- **Consegna a**:
Rispondi a queste domande in base all'articolo:
(i) Quale tribunale ha emesso l'ordinanza citata in apertura?
(ii) Quanto dura l'inibizione contro cui Andrea Agnelli ha presentato ricorso?
(iii) A quale organo sono stati rimessi i quesiti sulla compatibilità dell'ordinamento di giustizia sportiva italiana con la normativa UE?

- **Articolo**:
= = =
«Con la presente ordinanza questo Tribunale, pur non essendo giudice di ultima istanza, rimette a codesta Corte di Giustizia plurimi quesiti relativi all’interpretazione della normativa e dei principi euro-unitari». È questa la decisione del TAR del Lazio dopo il ricorso presentato da Andrea Agnelli contro l’inibizione di 24 mesi per il caso plusvalenze. In particolare, i giudici del TAR laziale hanno rimandato alla Corte di Giustizia dell’Unione Europea una valutazione circa la compatibilità dell’ordinamento di giustizia sportiva italiana con la normativa UE. Si tratta di una prima volta in cui una tematica legata alla giustizia sportiva italiana finisce davanti alla Corte di Giustizia UE.
= = =
- **Dati di lavoro**:

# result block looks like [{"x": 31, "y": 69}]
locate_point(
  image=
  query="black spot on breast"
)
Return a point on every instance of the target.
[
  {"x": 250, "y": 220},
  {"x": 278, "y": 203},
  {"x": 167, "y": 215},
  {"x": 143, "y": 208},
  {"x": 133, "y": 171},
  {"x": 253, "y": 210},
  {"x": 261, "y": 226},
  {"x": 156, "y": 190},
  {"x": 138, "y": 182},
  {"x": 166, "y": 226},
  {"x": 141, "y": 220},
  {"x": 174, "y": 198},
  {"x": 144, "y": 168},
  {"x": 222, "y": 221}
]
= = =
- **Consegna b**:
Riscrivi tutti i record sostituendo "black spot on breast" con "dark spot on breast" e lascia invariato tutto il resto.

- **Soluzione a**:
(i) Il TAR del Lazio.
(ii) 24 mesi.
(iii) Alla Corte di Giustizia dell'Unione Europea.

- **Soluzione b**:
# result block looks like [{"x": 31, "y": 69}]
locate_point(
  image=
  query="dark spot on breast"
)
Return a point on every instance of the target.
[
  {"x": 250, "y": 220},
  {"x": 278, "y": 203},
  {"x": 167, "y": 215},
  {"x": 143, "y": 208},
  {"x": 133, "y": 171},
  {"x": 253, "y": 210},
  {"x": 261, "y": 226},
  {"x": 156, "y": 190},
  {"x": 138, "y": 182},
  {"x": 166, "y": 226},
  {"x": 141, "y": 220},
  {"x": 174, "y": 198},
  {"x": 144, "y": 168},
  {"x": 222, "y": 221}
]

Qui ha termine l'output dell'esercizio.